### INPUT MATERIAL
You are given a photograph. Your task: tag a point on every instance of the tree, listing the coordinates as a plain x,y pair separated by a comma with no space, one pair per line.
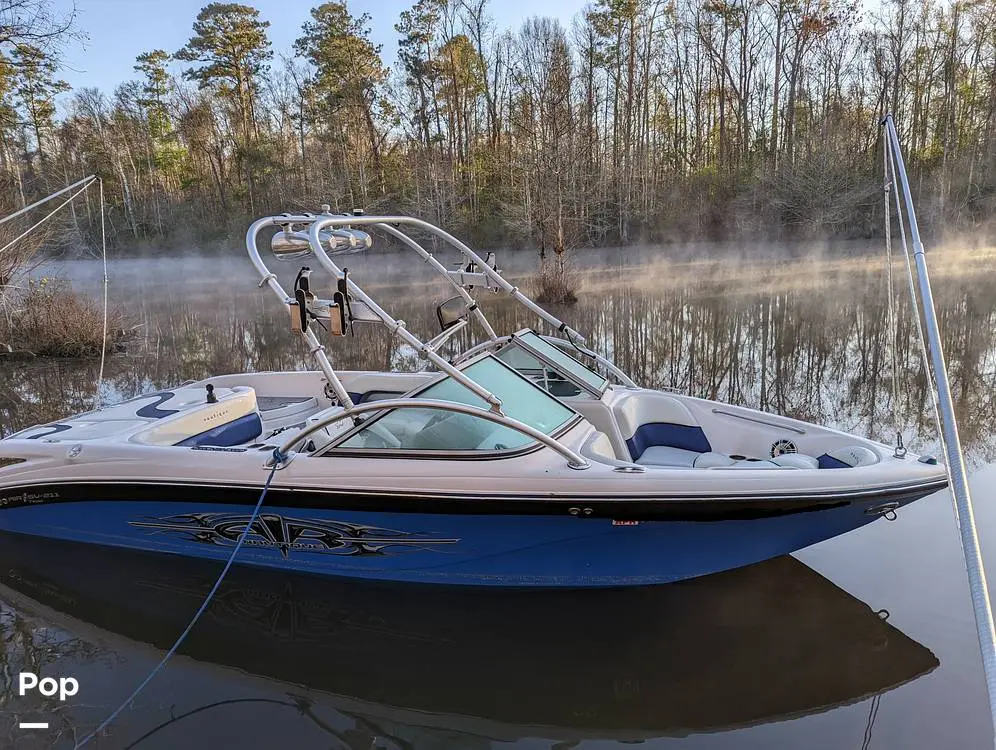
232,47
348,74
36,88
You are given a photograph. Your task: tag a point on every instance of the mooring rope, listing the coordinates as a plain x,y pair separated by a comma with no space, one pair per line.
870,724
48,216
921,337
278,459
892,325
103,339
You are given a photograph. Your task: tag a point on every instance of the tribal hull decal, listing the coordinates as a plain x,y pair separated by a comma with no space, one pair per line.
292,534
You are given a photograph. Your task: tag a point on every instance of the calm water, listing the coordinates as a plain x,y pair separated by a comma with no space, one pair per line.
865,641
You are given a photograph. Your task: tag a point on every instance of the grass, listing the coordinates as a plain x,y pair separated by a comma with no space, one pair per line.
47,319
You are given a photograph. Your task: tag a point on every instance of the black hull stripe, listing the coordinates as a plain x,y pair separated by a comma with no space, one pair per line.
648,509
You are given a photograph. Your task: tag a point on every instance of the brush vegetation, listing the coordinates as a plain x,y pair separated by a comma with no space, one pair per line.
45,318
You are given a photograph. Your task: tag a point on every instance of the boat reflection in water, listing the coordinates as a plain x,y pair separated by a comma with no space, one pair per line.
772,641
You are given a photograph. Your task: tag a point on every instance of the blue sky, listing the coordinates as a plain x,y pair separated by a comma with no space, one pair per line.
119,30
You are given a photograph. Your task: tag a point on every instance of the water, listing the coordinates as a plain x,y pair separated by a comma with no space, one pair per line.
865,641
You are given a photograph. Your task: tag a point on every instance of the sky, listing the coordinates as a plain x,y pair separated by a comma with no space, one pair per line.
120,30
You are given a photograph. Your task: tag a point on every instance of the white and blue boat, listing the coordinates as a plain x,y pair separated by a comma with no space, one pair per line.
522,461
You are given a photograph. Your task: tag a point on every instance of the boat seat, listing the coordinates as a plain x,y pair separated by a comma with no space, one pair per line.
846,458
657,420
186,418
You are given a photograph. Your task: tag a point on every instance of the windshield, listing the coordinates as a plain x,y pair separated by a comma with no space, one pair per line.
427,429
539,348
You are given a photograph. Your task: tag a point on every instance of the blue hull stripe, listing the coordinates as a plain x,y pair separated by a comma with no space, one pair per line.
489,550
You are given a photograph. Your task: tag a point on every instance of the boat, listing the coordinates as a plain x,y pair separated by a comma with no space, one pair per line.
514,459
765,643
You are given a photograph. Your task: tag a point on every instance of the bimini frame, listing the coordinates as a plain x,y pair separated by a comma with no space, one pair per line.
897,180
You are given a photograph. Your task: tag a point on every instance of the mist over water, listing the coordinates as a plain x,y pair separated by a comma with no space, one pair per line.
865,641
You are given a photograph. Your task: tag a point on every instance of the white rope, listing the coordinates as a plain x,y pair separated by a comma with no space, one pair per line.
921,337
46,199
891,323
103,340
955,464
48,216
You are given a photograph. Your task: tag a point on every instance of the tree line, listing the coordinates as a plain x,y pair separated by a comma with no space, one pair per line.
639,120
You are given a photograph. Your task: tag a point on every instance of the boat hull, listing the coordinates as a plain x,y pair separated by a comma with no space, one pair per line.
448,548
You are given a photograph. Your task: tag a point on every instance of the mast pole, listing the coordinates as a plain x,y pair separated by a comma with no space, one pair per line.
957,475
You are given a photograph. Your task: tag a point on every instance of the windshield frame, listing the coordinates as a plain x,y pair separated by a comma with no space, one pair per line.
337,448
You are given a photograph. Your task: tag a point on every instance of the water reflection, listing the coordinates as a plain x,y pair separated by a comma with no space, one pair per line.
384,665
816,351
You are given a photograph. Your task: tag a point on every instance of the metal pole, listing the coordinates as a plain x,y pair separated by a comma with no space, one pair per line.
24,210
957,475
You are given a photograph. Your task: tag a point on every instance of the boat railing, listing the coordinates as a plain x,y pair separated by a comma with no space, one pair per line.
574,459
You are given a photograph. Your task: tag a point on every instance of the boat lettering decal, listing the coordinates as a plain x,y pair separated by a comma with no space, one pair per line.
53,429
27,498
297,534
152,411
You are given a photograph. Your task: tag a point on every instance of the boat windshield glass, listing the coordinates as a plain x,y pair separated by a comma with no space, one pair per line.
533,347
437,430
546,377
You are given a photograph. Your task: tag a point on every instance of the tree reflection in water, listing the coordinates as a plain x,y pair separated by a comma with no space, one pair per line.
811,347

---

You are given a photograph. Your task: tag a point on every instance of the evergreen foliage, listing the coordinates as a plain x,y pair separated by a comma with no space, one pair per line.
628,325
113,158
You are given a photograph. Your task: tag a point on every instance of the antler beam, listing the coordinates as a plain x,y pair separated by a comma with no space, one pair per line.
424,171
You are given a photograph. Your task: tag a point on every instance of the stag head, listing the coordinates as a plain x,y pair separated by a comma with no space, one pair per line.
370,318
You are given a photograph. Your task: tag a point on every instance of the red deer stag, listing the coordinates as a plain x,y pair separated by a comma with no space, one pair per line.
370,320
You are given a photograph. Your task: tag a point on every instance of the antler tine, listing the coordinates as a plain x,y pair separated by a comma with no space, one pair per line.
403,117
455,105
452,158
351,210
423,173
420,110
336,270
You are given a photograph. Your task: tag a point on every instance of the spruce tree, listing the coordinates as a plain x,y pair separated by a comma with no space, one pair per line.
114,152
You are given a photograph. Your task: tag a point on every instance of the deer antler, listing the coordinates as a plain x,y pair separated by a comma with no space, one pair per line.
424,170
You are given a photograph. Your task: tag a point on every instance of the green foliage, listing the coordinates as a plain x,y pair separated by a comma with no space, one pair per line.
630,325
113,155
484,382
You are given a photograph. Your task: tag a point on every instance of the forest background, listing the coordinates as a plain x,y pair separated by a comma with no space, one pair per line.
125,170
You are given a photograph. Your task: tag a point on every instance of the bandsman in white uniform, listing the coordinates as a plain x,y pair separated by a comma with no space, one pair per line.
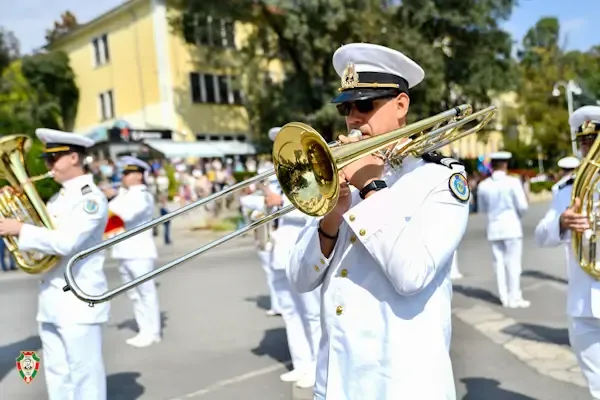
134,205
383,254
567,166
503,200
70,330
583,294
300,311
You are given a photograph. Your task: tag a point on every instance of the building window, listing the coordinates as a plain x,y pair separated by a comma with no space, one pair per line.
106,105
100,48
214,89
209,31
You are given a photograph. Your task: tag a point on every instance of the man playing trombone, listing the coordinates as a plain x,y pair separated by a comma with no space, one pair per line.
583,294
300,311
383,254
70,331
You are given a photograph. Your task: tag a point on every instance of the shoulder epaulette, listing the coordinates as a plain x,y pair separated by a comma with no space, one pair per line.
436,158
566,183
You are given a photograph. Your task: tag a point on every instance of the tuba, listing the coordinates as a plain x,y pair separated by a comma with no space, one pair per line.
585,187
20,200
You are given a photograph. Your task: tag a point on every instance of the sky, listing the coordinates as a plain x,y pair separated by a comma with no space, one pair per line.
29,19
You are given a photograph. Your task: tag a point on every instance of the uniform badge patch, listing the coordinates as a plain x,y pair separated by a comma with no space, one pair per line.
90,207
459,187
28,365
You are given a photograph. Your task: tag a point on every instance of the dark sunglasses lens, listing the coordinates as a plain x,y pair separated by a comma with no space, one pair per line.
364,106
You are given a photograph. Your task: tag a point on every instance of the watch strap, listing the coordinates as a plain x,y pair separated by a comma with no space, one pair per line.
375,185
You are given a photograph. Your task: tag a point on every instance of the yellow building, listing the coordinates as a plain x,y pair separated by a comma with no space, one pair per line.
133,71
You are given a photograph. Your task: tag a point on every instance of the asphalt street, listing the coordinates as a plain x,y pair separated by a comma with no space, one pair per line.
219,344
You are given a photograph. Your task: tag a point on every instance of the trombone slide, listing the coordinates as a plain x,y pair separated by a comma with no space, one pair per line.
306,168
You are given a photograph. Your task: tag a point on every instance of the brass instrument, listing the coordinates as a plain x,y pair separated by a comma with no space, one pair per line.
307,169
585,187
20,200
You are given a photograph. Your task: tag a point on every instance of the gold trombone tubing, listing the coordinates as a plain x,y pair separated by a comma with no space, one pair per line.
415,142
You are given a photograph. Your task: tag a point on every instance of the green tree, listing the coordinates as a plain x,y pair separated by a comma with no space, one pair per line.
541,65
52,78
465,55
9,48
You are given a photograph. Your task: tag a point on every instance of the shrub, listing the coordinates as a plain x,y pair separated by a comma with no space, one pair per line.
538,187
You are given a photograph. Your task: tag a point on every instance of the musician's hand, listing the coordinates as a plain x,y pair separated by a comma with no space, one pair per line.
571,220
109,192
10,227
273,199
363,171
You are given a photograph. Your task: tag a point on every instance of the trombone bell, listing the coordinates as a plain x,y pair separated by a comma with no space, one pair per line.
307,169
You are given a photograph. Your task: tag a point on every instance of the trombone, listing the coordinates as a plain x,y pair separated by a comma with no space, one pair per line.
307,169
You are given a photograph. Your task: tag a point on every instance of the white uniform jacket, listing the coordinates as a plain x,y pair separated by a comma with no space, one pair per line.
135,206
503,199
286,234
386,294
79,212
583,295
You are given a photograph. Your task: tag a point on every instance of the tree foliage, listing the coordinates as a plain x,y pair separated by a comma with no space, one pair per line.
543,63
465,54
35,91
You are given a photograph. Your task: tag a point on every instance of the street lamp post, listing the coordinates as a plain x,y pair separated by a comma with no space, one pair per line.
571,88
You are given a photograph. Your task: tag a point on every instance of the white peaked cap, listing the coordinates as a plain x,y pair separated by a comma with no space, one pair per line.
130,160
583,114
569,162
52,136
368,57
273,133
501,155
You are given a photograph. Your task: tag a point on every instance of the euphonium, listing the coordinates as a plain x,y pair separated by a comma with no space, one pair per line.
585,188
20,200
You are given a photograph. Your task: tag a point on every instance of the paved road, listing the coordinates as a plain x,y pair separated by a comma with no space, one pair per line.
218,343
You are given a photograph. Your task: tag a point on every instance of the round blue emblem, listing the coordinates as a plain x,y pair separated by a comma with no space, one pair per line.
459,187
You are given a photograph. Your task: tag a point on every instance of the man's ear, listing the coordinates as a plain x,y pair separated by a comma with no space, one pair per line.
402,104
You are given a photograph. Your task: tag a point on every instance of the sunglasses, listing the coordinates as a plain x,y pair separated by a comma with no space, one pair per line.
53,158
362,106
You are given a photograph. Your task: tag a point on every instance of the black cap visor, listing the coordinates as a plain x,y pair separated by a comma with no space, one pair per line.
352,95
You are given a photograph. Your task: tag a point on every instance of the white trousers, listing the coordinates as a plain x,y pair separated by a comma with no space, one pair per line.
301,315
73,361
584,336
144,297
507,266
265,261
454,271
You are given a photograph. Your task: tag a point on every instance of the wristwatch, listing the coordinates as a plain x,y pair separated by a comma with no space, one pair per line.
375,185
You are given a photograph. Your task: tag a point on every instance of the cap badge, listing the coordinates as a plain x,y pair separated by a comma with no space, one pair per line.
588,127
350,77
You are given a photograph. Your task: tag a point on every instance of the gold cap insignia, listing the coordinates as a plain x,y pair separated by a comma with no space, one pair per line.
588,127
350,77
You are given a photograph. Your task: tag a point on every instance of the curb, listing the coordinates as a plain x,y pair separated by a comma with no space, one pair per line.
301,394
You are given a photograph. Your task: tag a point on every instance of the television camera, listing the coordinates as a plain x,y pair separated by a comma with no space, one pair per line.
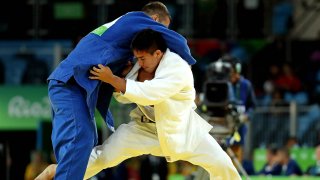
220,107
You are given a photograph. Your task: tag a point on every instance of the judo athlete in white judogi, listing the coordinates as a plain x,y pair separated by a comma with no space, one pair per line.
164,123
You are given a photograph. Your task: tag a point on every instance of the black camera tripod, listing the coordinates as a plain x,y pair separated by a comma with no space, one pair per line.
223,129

* * *

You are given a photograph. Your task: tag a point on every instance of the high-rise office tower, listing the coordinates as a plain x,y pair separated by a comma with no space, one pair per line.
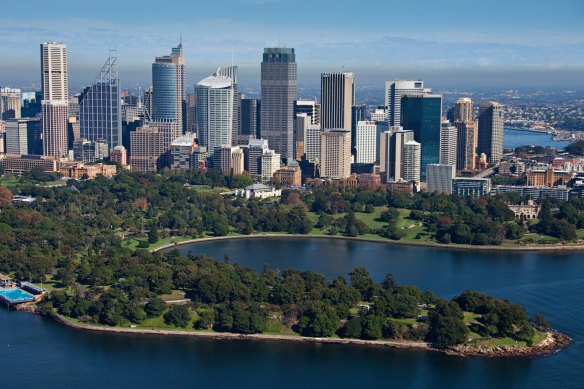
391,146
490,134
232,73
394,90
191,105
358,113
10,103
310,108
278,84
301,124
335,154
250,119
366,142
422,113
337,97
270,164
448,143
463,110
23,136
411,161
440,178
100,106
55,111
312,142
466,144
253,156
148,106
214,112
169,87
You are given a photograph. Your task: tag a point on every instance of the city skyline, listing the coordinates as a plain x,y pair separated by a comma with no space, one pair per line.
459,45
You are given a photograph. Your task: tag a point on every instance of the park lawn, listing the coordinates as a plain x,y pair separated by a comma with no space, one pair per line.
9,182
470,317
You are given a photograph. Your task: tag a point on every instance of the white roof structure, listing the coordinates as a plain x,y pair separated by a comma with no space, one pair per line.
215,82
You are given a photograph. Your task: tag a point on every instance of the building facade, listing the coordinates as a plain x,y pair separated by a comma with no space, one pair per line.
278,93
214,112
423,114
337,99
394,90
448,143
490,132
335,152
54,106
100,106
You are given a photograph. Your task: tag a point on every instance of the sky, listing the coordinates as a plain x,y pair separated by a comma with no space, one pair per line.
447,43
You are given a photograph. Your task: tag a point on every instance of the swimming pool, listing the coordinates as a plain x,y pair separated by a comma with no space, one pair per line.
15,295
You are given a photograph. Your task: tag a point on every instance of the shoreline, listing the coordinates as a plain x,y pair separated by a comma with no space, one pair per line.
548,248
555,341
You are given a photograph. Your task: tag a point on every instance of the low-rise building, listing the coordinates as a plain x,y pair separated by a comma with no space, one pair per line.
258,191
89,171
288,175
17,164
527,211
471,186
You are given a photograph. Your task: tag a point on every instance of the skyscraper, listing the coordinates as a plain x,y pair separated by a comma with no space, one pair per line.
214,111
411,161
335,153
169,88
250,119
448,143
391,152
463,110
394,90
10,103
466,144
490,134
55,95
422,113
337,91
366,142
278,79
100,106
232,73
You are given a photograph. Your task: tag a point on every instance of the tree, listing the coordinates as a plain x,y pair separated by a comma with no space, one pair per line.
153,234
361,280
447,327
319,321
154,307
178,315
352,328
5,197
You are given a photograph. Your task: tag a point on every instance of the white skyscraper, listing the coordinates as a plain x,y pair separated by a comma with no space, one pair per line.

### THE EXERCISE
Pick out every line of the listing above that contains the string "stag" and copy each one. Case counts.

### EXERCISE OUTPUT
You are given a photograph. Your task: tag a point on every instance of the stag head, listing the coordinates as a plain x,y pair separated by a comma with no space, one pair per line.
You are given a photograph. Your task: tag a point on every instance of the red deer stag, listing the coordinates as a plain x,y pair separated by a comma with no space, one pair per line.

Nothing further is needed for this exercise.